» **INSTRUCTIONS FOR THE TASK**:
Could you work out the number of lines in the listing that include the word "below" and reply with that figure alone?

[Start of Attachment]

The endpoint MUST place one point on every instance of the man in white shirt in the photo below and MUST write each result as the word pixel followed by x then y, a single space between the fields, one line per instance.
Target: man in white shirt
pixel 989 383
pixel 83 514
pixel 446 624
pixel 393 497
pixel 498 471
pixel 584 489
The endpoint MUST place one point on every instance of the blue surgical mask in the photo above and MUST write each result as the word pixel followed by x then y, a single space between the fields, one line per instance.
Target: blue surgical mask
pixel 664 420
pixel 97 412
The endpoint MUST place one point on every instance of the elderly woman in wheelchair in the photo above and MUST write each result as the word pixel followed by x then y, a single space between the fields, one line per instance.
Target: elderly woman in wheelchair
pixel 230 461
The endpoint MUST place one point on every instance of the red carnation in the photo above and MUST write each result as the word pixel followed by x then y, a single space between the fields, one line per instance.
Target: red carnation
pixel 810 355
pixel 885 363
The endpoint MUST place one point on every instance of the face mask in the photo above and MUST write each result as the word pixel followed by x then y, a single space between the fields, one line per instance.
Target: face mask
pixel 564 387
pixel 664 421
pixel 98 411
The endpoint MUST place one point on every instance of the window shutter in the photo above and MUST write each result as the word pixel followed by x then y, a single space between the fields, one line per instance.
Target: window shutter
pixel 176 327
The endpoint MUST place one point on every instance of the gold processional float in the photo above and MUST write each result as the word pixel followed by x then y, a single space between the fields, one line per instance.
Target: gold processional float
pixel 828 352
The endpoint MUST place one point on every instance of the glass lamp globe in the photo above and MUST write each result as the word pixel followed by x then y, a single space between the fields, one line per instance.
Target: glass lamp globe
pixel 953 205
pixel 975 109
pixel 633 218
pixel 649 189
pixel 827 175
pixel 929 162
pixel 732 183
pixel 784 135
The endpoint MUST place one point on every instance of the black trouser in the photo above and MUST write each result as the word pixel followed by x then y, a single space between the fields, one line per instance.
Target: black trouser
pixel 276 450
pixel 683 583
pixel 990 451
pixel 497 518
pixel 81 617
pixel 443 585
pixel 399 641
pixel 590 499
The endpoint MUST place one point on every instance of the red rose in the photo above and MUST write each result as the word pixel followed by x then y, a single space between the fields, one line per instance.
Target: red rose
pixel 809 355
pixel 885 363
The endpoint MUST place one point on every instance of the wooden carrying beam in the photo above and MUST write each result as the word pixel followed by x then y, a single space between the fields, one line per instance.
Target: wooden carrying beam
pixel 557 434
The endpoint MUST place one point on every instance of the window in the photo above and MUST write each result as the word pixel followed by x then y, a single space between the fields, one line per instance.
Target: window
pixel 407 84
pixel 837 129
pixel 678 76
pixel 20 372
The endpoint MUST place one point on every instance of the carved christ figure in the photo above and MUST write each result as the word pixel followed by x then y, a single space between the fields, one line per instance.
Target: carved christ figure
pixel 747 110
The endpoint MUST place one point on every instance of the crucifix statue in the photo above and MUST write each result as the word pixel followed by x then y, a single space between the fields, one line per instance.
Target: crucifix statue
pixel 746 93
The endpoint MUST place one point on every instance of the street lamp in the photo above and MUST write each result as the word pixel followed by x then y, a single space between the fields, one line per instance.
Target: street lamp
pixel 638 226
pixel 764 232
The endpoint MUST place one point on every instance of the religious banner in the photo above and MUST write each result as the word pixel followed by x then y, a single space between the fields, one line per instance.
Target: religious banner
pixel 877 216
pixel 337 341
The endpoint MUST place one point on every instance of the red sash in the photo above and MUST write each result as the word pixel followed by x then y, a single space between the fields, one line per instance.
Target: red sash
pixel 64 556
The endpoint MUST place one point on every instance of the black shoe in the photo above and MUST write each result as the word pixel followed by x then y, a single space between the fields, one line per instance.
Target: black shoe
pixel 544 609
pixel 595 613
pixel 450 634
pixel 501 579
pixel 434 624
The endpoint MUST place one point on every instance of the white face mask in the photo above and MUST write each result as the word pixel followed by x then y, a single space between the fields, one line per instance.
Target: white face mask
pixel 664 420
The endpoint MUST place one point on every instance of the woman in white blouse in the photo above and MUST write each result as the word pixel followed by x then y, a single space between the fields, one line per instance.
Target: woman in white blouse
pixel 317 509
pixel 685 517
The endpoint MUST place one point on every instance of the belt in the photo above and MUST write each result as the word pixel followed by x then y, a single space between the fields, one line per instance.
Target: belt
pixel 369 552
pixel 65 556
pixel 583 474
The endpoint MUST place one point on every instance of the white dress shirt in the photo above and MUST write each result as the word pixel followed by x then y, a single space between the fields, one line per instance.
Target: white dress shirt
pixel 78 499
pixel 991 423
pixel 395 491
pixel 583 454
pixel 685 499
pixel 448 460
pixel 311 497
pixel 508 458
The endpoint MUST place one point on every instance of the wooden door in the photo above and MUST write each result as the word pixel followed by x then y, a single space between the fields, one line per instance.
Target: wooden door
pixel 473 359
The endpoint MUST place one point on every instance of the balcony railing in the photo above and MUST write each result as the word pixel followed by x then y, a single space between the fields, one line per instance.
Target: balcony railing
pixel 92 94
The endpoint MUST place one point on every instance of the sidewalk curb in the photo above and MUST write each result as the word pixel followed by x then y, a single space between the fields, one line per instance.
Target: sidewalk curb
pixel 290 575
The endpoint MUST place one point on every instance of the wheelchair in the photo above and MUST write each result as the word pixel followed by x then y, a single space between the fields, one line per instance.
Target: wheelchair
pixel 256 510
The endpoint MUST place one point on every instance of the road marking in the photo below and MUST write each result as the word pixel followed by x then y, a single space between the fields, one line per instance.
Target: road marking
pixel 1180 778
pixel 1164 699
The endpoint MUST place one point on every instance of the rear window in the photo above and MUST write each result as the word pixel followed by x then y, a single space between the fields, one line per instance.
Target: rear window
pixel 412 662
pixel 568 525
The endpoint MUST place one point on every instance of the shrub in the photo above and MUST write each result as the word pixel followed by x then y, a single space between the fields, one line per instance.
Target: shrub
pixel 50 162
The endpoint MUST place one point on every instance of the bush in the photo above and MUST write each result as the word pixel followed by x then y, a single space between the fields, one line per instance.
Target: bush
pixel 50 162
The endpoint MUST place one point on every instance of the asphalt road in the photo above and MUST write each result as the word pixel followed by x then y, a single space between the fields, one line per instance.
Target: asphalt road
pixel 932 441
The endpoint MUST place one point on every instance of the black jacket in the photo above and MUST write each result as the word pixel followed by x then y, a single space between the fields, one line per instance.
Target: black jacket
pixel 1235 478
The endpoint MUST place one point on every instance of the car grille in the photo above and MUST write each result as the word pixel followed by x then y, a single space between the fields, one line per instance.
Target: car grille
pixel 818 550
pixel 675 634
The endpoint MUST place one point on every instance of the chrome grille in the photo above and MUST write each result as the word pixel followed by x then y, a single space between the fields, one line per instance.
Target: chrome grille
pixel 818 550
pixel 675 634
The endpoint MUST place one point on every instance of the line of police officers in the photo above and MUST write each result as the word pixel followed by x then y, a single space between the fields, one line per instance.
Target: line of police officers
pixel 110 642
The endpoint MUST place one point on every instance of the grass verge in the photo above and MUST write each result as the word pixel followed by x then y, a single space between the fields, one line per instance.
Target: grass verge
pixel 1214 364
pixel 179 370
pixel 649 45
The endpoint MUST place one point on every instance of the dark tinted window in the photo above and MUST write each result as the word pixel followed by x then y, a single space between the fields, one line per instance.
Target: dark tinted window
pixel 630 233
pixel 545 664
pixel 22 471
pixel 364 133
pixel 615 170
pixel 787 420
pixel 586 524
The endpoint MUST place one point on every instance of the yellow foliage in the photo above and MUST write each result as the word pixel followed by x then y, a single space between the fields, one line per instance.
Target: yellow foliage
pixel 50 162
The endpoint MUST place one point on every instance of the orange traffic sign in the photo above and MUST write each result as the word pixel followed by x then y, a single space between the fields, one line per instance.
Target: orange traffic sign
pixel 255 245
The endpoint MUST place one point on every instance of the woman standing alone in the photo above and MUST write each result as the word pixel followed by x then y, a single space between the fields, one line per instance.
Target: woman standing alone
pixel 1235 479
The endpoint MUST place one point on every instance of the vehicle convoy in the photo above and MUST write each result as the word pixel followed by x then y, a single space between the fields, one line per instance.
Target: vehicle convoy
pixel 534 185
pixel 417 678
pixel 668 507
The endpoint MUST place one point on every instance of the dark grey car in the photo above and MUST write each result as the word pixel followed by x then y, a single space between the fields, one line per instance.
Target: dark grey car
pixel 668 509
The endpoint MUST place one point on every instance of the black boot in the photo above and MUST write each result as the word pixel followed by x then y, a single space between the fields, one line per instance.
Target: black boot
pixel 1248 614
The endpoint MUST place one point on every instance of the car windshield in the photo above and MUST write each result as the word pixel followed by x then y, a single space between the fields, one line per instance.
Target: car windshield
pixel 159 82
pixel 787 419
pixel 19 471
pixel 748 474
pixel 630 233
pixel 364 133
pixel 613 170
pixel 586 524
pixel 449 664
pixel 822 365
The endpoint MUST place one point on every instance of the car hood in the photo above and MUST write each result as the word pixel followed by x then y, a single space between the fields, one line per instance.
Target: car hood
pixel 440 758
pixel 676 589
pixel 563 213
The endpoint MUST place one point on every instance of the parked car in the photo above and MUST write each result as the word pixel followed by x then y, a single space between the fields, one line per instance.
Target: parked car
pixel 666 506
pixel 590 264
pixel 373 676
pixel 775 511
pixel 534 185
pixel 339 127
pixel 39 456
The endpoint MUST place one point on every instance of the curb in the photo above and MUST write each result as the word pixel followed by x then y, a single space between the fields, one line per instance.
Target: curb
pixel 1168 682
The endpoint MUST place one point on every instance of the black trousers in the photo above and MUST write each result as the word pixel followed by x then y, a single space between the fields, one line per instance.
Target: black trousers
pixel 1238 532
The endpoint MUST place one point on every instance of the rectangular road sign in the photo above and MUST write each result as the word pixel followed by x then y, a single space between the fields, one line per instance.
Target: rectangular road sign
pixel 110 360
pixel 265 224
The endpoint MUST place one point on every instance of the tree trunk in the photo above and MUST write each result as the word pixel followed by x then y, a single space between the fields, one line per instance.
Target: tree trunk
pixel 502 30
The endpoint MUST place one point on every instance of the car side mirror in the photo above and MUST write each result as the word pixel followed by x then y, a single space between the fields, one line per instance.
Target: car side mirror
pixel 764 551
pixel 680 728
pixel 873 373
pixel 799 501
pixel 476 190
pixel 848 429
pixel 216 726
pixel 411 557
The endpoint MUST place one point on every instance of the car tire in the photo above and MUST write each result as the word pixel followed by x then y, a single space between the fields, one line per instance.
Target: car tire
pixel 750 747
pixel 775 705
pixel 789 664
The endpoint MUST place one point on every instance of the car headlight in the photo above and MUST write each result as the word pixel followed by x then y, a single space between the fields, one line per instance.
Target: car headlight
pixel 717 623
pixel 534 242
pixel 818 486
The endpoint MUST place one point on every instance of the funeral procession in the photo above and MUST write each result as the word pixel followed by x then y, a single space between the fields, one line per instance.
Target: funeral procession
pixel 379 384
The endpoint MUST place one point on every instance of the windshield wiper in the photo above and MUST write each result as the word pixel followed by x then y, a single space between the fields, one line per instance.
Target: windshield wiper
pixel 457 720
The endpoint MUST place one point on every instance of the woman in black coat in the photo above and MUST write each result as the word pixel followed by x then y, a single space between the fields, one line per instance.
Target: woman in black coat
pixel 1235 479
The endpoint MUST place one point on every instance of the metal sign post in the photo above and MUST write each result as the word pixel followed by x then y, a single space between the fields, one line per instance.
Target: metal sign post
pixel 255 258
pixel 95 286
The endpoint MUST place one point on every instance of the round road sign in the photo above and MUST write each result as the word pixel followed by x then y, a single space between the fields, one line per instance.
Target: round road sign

[End of Attachment]

» **RESULT**:
2